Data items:
################
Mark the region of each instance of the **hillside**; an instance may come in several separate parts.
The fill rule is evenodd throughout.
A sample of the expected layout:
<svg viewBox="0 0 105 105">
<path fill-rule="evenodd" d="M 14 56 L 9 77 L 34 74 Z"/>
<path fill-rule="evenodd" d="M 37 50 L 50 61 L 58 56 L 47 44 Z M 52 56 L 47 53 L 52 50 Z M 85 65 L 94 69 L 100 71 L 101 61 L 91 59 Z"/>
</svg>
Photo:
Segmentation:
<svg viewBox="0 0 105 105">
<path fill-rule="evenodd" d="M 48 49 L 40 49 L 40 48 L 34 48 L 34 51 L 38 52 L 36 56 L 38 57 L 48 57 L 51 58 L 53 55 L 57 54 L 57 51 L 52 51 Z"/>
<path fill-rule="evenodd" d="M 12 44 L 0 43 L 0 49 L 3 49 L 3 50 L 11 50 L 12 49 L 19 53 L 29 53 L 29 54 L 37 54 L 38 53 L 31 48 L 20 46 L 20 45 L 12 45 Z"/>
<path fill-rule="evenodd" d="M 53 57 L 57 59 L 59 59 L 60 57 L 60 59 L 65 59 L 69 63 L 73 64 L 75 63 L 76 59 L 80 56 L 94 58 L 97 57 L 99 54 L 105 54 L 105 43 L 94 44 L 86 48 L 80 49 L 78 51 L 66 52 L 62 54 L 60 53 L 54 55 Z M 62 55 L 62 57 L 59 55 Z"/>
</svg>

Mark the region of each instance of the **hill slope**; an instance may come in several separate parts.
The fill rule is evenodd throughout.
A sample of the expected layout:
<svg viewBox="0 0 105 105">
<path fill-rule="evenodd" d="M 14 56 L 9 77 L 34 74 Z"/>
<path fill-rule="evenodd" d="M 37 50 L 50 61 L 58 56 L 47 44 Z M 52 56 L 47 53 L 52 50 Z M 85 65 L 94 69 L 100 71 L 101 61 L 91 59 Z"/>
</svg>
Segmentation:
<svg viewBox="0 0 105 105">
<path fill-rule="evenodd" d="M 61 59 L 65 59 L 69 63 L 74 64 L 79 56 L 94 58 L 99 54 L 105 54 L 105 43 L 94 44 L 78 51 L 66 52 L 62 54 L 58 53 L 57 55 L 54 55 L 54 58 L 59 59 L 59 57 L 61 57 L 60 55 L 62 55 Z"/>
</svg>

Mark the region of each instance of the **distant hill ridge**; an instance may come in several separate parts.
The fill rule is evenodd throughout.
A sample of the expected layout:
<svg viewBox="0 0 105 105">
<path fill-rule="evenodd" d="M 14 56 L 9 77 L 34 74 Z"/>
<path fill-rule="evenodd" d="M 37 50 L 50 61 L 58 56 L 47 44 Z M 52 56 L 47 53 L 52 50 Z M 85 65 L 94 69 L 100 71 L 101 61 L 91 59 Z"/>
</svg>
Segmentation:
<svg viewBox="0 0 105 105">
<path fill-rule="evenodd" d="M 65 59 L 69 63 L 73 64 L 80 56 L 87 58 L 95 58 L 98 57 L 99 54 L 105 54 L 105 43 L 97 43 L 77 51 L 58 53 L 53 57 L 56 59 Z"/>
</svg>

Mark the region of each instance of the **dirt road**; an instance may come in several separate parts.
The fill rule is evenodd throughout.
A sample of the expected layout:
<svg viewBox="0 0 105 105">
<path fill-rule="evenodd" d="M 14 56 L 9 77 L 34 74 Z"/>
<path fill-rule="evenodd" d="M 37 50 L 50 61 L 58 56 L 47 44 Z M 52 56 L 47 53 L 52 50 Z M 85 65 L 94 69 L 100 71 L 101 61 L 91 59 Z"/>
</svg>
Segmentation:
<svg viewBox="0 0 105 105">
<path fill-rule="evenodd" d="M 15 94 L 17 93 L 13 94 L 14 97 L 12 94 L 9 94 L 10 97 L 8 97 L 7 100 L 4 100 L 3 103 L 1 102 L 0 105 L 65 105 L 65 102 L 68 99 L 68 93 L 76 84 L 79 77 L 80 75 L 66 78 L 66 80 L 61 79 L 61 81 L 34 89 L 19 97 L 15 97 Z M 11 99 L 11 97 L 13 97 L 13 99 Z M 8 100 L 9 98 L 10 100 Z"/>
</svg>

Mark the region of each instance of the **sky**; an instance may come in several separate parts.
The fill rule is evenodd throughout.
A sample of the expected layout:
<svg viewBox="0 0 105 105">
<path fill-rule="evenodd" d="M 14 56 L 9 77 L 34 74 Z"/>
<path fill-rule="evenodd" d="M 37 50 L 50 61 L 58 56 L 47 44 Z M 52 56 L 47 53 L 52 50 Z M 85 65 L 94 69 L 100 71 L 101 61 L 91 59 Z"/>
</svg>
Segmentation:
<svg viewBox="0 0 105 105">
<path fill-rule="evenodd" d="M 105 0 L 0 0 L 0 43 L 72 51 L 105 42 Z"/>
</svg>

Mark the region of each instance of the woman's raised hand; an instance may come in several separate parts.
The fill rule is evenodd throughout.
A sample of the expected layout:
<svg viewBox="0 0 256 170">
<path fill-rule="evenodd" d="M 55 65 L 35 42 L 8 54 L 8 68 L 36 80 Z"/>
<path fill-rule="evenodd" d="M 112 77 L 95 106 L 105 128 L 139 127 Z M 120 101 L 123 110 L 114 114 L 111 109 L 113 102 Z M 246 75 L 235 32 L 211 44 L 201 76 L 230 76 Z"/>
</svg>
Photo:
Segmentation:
################
> _Exercise task_
Output every line of the listing as a numbered list, skipping blank lines.

> _Written solution_
1. Mark the region of each instance of the **hillside**; an instance may come in several separate parts.
2. The fill rule is evenodd throughout.
3. A sample of the expected layout:
4. <svg viewBox="0 0 105 105">
5. <path fill-rule="evenodd" d="M 14 56 L 9 77 L 34 74 Z"/>
6. <path fill-rule="evenodd" d="M 37 50 L 50 61 L 58 56 L 47 44 Z M 52 56 L 47 53 L 52 50 Z M 85 65 L 94 69 L 100 71 L 101 61 L 91 59 Z"/>
7. </svg>
8. Photo:
9. Segmentation:
10. <svg viewBox="0 0 105 105">
11. <path fill-rule="evenodd" d="M 48 49 L 40 49 L 40 48 L 34 48 L 34 51 L 38 52 L 36 56 L 38 57 L 48 57 L 51 58 L 53 55 L 57 54 L 57 51 L 52 51 Z"/>
12. <path fill-rule="evenodd" d="M 12 44 L 0 43 L 0 49 L 3 49 L 3 50 L 11 50 L 12 49 L 19 53 L 29 53 L 29 54 L 37 54 L 38 53 L 31 48 L 20 46 L 20 45 L 12 45 Z"/>
13. <path fill-rule="evenodd" d="M 53 57 L 57 59 L 59 59 L 60 57 L 60 59 L 65 59 L 69 63 L 73 64 L 75 63 L 76 59 L 80 56 L 94 58 L 97 57 L 99 54 L 105 54 L 105 43 L 94 44 L 86 48 L 80 49 L 78 51 L 66 52 L 62 54 L 60 53 L 54 55 Z M 62 55 L 62 57 L 59 55 Z"/>
14. </svg>
15. Mark the region of each instance of the **hill slope**; an instance may come in several separate parts.
16. The fill rule is evenodd throughout.
17. A sample of the expected layout:
18. <svg viewBox="0 0 105 105">
19. <path fill-rule="evenodd" d="M 14 56 L 9 77 L 34 74 Z"/>
20. <path fill-rule="evenodd" d="M 37 50 L 50 61 L 58 56 L 47 44 Z M 52 56 L 47 53 L 52 50 Z M 85 65 L 94 69 L 100 71 L 101 61 L 91 59 Z"/>
21. </svg>
22. Segmentation:
23. <svg viewBox="0 0 105 105">
24. <path fill-rule="evenodd" d="M 61 59 L 65 59 L 69 63 L 74 64 L 79 56 L 94 58 L 99 54 L 105 54 L 105 43 L 94 44 L 78 51 L 66 52 L 62 54 L 58 53 L 57 55 L 54 55 L 54 58 L 59 59 L 59 57 L 61 57 L 60 55 L 62 55 Z"/>
25. </svg>
26. Mark the region of each instance of the **distant hill ridge**; an instance may come in several separate parts.
27. The fill rule is evenodd throughout.
28. A sample of the expected layout:
29. <svg viewBox="0 0 105 105">
30. <path fill-rule="evenodd" d="M 14 56 L 9 77 L 34 74 Z"/>
31. <path fill-rule="evenodd" d="M 37 50 L 50 61 L 58 56 L 47 44 Z M 52 56 L 47 53 L 52 50 Z M 85 65 L 94 69 L 100 71 L 101 61 L 91 59 Z"/>
32. </svg>
33. Segmentation:
34. <svg viewBox="0 0 105 105">
35. <path fill-rule="evenodd" d="M 65 59 L 69 63 L 73 64 L 80 56 L 87 58 L 95 58 L 98 57 L 99 54 L 105 54 L 105 43 L 97 43 L 77 51 L 58 53 L 53 57 L 56 59 Z"/>
36. </svg>
37. Mark the region of each instance of the **dirt road**; an instance may come in several separate parts.
38. The fill rule is evenodd throughout.
39. A sample of the expected layout:
40. <svg viewBox="0 0 105 105">
41. <path fill-rule="evenodd" d="M 14 56 L 9 77 L 34 74 Z"/>
42. <path fill-rule="evenodd" d="M 37 50 L 50 61 L 58 56 L 47 44 Z M 52 56 L 47 53 L 52 50 Z M 85 65 L 94 69 L 100 71 L 101 61 L 91 59 Z"/>
43. </svg>
44. Segmentation:
45. <svg viewBox="0 0 105 105">
46. <path fill-rule="evenodd" d="M 15 94 L 17 93 L 13 94 L 14 97 L 12 94 L 9 94 L 10 97 L 8 97 L 7 100 L 4 100 L 3 103 L 1 102 L 0 105 L 65 105 L 65 102 L 68 99 L 68 93 L 76 84 L 79 77 L 80 75 L 66 78 L 66 80 L 61 79 L 61 81 L 34 89 L 19 97 L 15 97 Z M 11 99 L 11 97 L 13 97 L 13 99 Z M 8 100 L 9 98 L 10 100 Z"/>
47. </svg>
48. Mark the region of each instance of the **sky**; an instance may come in several separate parts.
49. The fill rule is evenodd throughout.
50. A sample of the expected layout:
51. <svg viewBox="0 0 105 105">
52. <path fill-rule="evenodd" d="M 14 56 L 9 77 L 34 74 Z"/>
53. <path fill-rule="evenodd" d="M 37 50 L 50 61 L 58 56 L 47 44 Z M 52 56 L 47 53 L 52 50 Z M 85 65 L 94 69 L 100 71 L 101 61 L 91 59 Z"/>
54. </svg>
55. Segmentation:
56. <svg viewBox="0 0 105 105">
57. <path fill-rule="evenodd" d="M 105 0 L 0 0 L 0 43 L 72 51 L 105 42 Z"/>
58. </svg>
59. Mark the region of each instance of the woman's raised hand; an instance may come in several separate parts.
60. The fill rule is evenodd throughout.
61. A sample of the expected layout:
62. <svg viewBox="0 0 256 170">
63. <path fill-rule="evenodd" d="M 55 65 L 35 42 L 8 54 L 8 68 L 36 80 Z"/>
64. <path fill-rule="evenodd" d="M 112 77 L 95 106 L 105 128 L 139 127 Z M 120 101 L 123 110 L 114 114 L 111 109 L 113 102 Z M 246 75 L 235 32 L 211 44 L 201 76 L 230 76 Z"/>
65. </svg>
66. Photo:
67. Segmentation:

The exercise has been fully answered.